İbrahim Şahin'i O Paşaya Sorun
Ergenekon'dan tutuklanan eski özel harekatçı İbrahim Şahin'in, "Bana müsteşarlık teklif edildi" iddiasını ismini verdiği paşalara sorun...
Zaman'dan Nuriye Akman'ın Taraf Gazetesi Yazarı Önder Aytaç'la yaptığı röportajın ilgili bölümü...
-İbrahim Şahin "Bana müsteşarlık teklif edildi" gibi bir yalanı ne cesaretle söylüyor?
-Yalan değil. Söylediği isimler önemli. Bekir Uğurlu paşaya sorun, teklif etmiş mi, etmemiş mi? Dostum Metin Gürak paşaya sorun, halkla ilişkiler ve medyadan sorumlu daire başkanı, acaba konuşmamışlar mı? Ve sonra yeni kurulacak olan güvenlik müsteşarlığı dediğimiz yapı çok da öyle önemli bir birim değildir ki. Başta Jandarma ve Emniyet'i bir araya getirip, hakikaten sivil otoriteye bağlı bir kurum oluşturuluyor gibi yapıldı, sonradan da kof, içi boş bir yapı oluşturuldu, hiçbir işe yaramayacak. Yapılan her türlü yanlıştan dolayı sivillerin hırpalanacağı bir güvenlik müsteşarlığı kavramı oluşturuldu. Ve davul boyunuzda olurken, tokmak başka yerde olacak. İnanılmaz yanlış ve hatalı bir yapı kuruldu.
-"Aktütün baskınını ben haber verdim" derken de doğru mu söylüyor?
-Bence doğru söylüyor. Oturuyorlar ve ne yaparsak işleri daha da karıştırırız ve biz sürekli güçlü gözükürüz ve insanları da keriz yerine koyamaya devam ederiz diyorlar. Çünkü kendilerince vatanı böyle kurtardıklarına inanıyorlar. İlhan Selçuk'un anlatımıyla, bazen vatanı kurtaranlardan kurtulmak çok daha zor oluyor.
-MİT'in "Bu bize resmi değil, sosyal ilişkilerle geldi" açıklaması şık mı?
-Demek ki sosyal ilişkileri çok kuvvetli bir MİT'imiz var. Kayserili işadamına sorulunca 2 artı 2 kaç eder diye, diyor ki alırken mi verirken mi? Demek ki MİT'in sosyal ilişkileri de hariciyeciler gibi çok kuvvetli. Ve aynı belgeden bir yayın organı Tuncay Güney'in MİT elemanı olduğunu, diğeri de JİTEM olduğunu çıkartıyor. Bu bilgileri de Emniyet'ten Adil Serdar Saçan sorgu yaparken topluyor. Enteresan değil mi?

Görev listesi>
A. İbrahim Şahin röportajında adı ve soyadıyla anılan bütün kişileri sıralayınız.
B. İbrahim Şahin röportajını son cümlesinden sonra aynı soru-cevap düzeniyle sürdürünüz.

[Veri kümesi kesiti]
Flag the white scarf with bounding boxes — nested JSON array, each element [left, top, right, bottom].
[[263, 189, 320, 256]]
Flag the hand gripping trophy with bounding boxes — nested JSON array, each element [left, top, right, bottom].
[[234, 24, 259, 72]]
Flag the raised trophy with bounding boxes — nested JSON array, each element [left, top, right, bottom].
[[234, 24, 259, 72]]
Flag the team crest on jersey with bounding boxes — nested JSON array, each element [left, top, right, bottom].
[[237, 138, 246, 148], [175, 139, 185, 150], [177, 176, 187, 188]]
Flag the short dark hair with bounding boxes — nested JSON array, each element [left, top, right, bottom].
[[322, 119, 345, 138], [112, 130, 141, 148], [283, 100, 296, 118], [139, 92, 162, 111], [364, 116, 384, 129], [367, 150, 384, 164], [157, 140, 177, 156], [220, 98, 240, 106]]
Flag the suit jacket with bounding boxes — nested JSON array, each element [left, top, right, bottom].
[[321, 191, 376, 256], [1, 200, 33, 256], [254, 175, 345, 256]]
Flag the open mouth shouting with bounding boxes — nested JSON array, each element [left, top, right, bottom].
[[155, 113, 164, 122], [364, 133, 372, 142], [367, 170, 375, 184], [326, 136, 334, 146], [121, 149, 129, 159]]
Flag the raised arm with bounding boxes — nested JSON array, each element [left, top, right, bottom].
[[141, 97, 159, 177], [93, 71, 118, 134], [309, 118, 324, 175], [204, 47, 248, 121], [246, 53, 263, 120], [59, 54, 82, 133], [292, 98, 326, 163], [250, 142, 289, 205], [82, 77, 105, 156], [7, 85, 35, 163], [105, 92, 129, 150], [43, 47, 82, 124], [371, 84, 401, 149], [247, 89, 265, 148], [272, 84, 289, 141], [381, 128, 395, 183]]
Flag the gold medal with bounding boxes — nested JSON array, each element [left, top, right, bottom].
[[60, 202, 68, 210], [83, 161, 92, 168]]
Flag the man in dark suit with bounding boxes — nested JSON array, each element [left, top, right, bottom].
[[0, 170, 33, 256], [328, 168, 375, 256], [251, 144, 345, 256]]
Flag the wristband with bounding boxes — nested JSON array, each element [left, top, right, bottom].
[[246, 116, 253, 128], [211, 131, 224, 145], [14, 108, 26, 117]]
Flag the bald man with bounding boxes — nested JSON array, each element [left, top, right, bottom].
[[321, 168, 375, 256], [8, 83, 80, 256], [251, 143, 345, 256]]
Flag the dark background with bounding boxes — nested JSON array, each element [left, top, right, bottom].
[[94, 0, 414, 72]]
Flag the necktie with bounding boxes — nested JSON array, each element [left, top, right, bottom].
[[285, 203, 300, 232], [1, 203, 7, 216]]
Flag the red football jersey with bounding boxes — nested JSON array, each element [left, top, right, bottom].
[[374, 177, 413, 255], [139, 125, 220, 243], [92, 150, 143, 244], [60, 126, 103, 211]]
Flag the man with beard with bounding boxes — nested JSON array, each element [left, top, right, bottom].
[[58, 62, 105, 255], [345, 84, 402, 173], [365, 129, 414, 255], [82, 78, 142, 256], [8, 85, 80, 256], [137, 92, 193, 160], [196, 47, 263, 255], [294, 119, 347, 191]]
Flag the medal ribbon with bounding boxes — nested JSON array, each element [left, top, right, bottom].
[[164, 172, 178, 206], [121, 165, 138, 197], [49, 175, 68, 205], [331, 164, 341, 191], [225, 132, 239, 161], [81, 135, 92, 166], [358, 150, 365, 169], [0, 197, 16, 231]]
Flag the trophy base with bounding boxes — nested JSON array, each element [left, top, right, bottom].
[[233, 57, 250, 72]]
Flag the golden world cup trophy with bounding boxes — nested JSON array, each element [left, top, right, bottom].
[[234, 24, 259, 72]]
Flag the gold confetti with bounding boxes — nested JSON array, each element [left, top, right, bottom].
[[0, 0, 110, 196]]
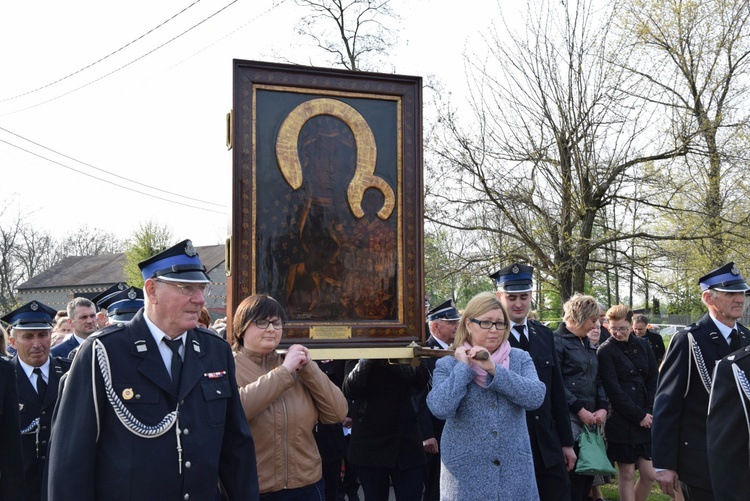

Yanıtlar>
A. İbrahim Şahin, Nuriye Akman, Önder Aytaç, Bekir Uğurlu, Metin Gürak, İlhan Selçuk, Tuncay Güney, Adil Serdar Saçan

B.
-Silah tarlalarının krokileri gerçekten aramalarda mı çıktı ortaya, yoksa çoktandır biliniyordu da şimdi tozlu raflardan mı indi?
-Hayır aramalarda bulundu onlar. Bu terör örgütü mensupları kendilerini öylesine güvenlikli bir alanda hissediyorlar ki, kendi evlerinde saklayabiliyorlar bu belgeleri. Yani ben hep böyle yaptım. Ben devletim, bana hiç kimse dokunamaz diyor adamlar.
-Yine de bu krokileri evinde saklayacak kadar salak olmamaları gerekmez mi?
-Şimdi o kadar akıllı ve pervasızlar ki, kimse bu eve gelip arayamaz / bakamaz diyor. Ben devlet adına yapıyorum zaten bu haltları diyor. O kadar pervasızlar yani. Yıllardır 'köpeksiz köyde değneksiz gezmişler' ve bunu hep de yapmışlar. Şimdi işin bittiğini ve artık yapamayacaklarını anladıklarında da ellerindeki bombaları bile pazar torbaları ile sokak ortasına bırakacak kadar da korkak, kişiliksiz ve suçlular...
-Yani devlet bunu bilmiyor muydu 2004'den beri?
-Veren kimse silahları o biliyordu elbette. Verenler merak etme koçum sana bir şey olmayacak diyordu. Aynı Alpaslan Aslan'a sen Danıştay'ı bas, biz de seni daha sonra dışarıya çıkarırız dedikleri gibi. Ya da İbrahim Şahin'i suçlu olsa da Cumhurbaşkanı'na affettirdikleri gibi, teröristleri bile Cumhurbaşkanına affettirdikleri gibi, seni de Aslan Alpaslan oradan kurtaracağız sözünü vermelerindeki gibi yani. Baksınlar Ergenekon Terör Örgütü devlet şemasının içinde nerede idi, oklarla gösterilerek hem de yıllardır...
-Tuncay Güney'i nasıl algılıyorsunuz?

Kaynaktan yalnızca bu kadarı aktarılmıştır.